**Exercise details**
Starting with the line that contains "Target: white church", set down each line through the end of the entries below, exactly and with nothing added.

--- Begin Data shown ---

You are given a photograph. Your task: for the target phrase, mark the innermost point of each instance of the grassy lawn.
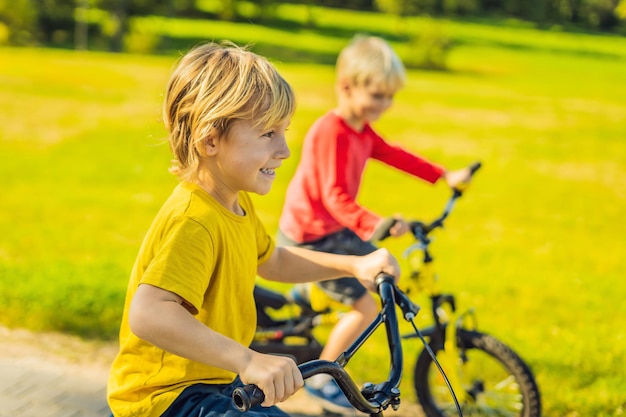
(536, 245)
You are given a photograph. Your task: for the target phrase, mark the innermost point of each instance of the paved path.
(54, 375)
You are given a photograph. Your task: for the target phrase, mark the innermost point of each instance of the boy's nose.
(283, 152)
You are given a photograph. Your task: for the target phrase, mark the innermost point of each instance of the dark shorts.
(202, 400)
(346, 290)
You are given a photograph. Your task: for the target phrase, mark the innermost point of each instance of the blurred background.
(535, 90)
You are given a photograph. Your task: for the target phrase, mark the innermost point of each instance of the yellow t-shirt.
(208, 255)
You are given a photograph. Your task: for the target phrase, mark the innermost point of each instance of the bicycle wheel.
(497, 380)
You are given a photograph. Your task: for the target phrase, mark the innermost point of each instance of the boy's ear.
(209, 145)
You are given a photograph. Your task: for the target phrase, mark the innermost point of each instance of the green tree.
(18, 22)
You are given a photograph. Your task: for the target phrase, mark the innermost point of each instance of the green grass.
(536, 244)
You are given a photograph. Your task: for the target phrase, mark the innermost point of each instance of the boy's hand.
(367, 267)
(277, 376)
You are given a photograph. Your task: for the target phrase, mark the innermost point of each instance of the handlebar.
(420, 229)
(372, 398)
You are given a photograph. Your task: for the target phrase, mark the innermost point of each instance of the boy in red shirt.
(321, 211)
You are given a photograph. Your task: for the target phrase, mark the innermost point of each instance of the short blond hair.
(370, 59)
(213, 85)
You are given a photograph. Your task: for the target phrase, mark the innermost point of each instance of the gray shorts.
(346, 290)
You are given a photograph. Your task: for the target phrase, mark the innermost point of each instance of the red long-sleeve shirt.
(321, 197)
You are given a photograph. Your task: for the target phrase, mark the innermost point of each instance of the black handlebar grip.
(246, 397)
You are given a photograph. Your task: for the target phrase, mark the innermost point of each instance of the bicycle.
(488, 377)
(373, 398)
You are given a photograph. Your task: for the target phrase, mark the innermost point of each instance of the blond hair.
(213, 85)
(370, 59)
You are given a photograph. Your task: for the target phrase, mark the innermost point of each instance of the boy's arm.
(296, 265)
(161, 318)
(406, 161)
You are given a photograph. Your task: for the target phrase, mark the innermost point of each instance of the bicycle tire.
(500, 382)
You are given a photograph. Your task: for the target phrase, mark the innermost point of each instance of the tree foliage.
(65, 22)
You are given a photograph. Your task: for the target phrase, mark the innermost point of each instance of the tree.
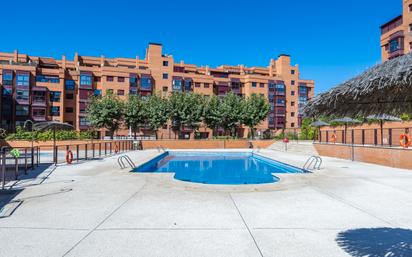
(405, 117)
(135, 113)
(232, 112)
(186, 109)
(157, 112)
(308, 132)
(255, 110)
(212, 116)
(106, 112)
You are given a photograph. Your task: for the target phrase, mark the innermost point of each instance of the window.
(188, 85)
(23, 79)
(394, 45)
(69, 84)
(280, 89)
(22, 95)
(280, 102)
(177, 85)
(86, 80)
(7, 92)
(55, 96)
(39, 96)
(47, 79)
(7, 77)
(55, 111)
(22, 110)
(133, 80)
(84, 121)
(39, 112)
(132, 91)
(271, 86)
(146, 83)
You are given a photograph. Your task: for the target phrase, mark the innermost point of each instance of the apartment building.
(41, 89)
(396, 35)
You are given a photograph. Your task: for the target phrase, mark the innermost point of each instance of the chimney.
(16, 56)
(63, 61)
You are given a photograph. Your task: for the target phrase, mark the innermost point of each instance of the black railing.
(12, 166)
(386, 137)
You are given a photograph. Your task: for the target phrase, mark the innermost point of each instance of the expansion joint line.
(247, 227)
(101, 222)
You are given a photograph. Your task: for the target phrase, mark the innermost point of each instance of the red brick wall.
(205, 144)
(392, 157)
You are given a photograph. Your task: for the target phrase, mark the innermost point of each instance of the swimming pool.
(232, 168)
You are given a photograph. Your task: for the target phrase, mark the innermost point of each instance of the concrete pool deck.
(96, 209)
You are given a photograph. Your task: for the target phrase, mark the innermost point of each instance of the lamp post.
(32, 140)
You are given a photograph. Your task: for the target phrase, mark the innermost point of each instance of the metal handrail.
(161, 148)
(313, 159)
(128, 160)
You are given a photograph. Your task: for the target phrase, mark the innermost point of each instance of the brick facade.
(43, 89)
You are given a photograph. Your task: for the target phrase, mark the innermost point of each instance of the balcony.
(391, 25)
(396, 53)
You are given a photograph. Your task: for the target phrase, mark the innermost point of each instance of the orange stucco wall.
(392, 157)
(205, 144)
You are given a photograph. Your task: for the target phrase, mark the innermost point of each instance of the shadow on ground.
(8, 196)
(376, 242)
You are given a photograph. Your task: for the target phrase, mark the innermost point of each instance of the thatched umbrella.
(384, 88)
(346, 121)
(53, 125)
(382, 118)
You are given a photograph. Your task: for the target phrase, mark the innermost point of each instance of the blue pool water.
(218, 167)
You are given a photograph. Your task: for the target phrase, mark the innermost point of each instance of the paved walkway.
(95, 209)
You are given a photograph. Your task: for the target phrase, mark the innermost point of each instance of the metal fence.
(11, 168)
(386, 137)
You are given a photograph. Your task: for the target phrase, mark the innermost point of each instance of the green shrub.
(3, 133)
(48, 135)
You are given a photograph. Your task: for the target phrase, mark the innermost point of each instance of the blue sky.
(330, 40)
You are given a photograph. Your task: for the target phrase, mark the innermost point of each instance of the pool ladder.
(129, 161)
(313, 161)
(161, 148)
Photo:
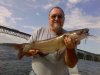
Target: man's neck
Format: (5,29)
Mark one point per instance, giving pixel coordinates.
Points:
(57,32)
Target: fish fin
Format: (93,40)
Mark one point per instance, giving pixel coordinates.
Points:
(18,47)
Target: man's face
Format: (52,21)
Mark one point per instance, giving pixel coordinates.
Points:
(56,19)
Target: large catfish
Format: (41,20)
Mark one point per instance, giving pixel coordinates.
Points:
(49,45)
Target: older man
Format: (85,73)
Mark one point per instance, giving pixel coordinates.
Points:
(53,64)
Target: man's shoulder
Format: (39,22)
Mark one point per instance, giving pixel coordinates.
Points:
(42,28)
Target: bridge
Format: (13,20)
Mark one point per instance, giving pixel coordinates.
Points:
(14,32)
(80,53)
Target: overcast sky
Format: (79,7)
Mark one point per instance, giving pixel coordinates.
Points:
(27,15)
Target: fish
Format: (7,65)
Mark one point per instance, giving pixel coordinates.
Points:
(48,45)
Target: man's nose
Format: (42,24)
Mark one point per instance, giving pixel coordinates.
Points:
(56,18)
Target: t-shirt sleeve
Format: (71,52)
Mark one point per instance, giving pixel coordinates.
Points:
(35,35)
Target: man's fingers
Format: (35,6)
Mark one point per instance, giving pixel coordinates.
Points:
(33,52)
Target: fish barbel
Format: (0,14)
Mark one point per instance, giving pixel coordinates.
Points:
(50,45)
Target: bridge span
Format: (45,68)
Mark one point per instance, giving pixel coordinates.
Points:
(80,53)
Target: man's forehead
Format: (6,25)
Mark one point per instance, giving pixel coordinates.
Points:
(56,10)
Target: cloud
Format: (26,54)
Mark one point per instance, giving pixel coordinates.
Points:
(4,13)
(74,1)
(76,18)
(48,6)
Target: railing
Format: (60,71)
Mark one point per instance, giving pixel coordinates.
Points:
(14,32)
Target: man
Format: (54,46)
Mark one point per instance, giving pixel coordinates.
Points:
(53,63)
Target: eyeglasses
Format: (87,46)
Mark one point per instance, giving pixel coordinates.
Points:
(58,16)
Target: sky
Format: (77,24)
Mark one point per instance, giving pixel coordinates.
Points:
(28,15)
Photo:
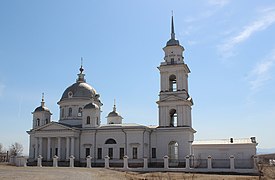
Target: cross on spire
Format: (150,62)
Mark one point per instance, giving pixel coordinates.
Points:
(42,102)
(172,28)
(114,108)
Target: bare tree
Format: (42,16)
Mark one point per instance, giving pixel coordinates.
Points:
(16,149)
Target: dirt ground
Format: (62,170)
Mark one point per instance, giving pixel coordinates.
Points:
(48,173)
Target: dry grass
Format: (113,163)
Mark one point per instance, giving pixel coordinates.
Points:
(45,173)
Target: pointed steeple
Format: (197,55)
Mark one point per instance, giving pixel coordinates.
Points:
(172,41)
(172,28)
(42,102)
(114,108)
(81,75)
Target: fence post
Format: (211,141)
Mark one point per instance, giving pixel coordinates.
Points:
(55,163)
(107,161)
(187,159)
(166,162)
(209,162)
(232,162)
(145,163)
(125,162)
(39,161)
(88,159)
(72,161)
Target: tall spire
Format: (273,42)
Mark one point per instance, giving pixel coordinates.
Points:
(114,108)
(81,75)
(172,28)
(42,102)
(172,41)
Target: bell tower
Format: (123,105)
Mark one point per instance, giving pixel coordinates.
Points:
(174,100)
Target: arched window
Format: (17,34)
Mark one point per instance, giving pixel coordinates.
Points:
(88,120)
(62,112)
(110,141)
(97,121)
(70,112)
(37,122)
(173,118)
(172,83)
(173,150)
(79,112)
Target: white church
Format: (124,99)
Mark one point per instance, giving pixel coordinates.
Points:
(81,133)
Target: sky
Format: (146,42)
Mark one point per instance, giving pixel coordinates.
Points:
(229,48)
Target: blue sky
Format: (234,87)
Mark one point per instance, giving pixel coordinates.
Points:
(229,47)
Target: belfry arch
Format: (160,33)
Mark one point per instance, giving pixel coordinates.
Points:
(173,150)
(173,118)
(172,83)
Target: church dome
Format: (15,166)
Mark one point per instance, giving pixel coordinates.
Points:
(79,89)
(91,106)
(41,108)
(113,114)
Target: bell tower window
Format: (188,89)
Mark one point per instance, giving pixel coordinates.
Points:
(79,114)
(88,120)
(173,148)
(70,112)
(37,122)
(173,118)
(172,61)
(62,113)
(172,83)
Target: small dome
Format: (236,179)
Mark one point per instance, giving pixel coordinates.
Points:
(41,108)
(79,89)
(113,114)
(91,106)
(173,42)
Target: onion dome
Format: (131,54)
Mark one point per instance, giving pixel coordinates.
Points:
(80,89)
(114,113)
(91,106)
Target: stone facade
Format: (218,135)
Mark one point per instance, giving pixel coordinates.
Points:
(79,133)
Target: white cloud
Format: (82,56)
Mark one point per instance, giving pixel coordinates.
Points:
(220,3)
(2,87)
(263,22)
(261,72)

--- End Data shown ---

**Problem solution**
Target: white church
Format: (124,99)
Mark one point per instance, giving pixel coordinates.
Points:
(81,133)
Target: sky
Format: (146,42)
Mark one point per instance, giving pixel coordinates.
Points:
(229,48)
Target: blue sky
Format: (234,87)
Mark one point per instance, giving pixel coordinates.
Points:
(229,47)
Target: belfry arch
Format: (160,33)
Mark one point per instance, giving pixel coordinates.
Points:
(173,150)
(173,118)
(172,83)
Target: church dome
Format: (15,166)
Mark one point per instance, giving pixel coordinates.
Points:
(79,89)
(91,106)
(41,108)
(113,114)
Target: bell tower window
Format: (188,89)
Mark one point per instance, giving pixel coordinates.
Points:
(79,114)
(88,120)
(173,148)
(70,112)
(37,122)
(173,118)
(172,61)
(62,113)
(172,83)
Target: small dome
Format: (236,179)
Mark one point per instance, giving pixel coordinates.
Points:
(41,108)
(79,89)
(113,114)
(91,106)
(173,42)
Target: onion dome
Format: (131,54)
Mark one point per instance, giving pixel coordinates.
Points:
(80,89)
(114,113)
(91,106)
Target: stone facade
Format: (218,135)
Mark one point per instance, giving pixel coordinates.
Points:
(79,133)
Target: white cloud
Format: (82,56)
Mark one point per instance, giving pixel coordinates.
Points:
(220,3)
(2,87)
(263,22)
(261,72)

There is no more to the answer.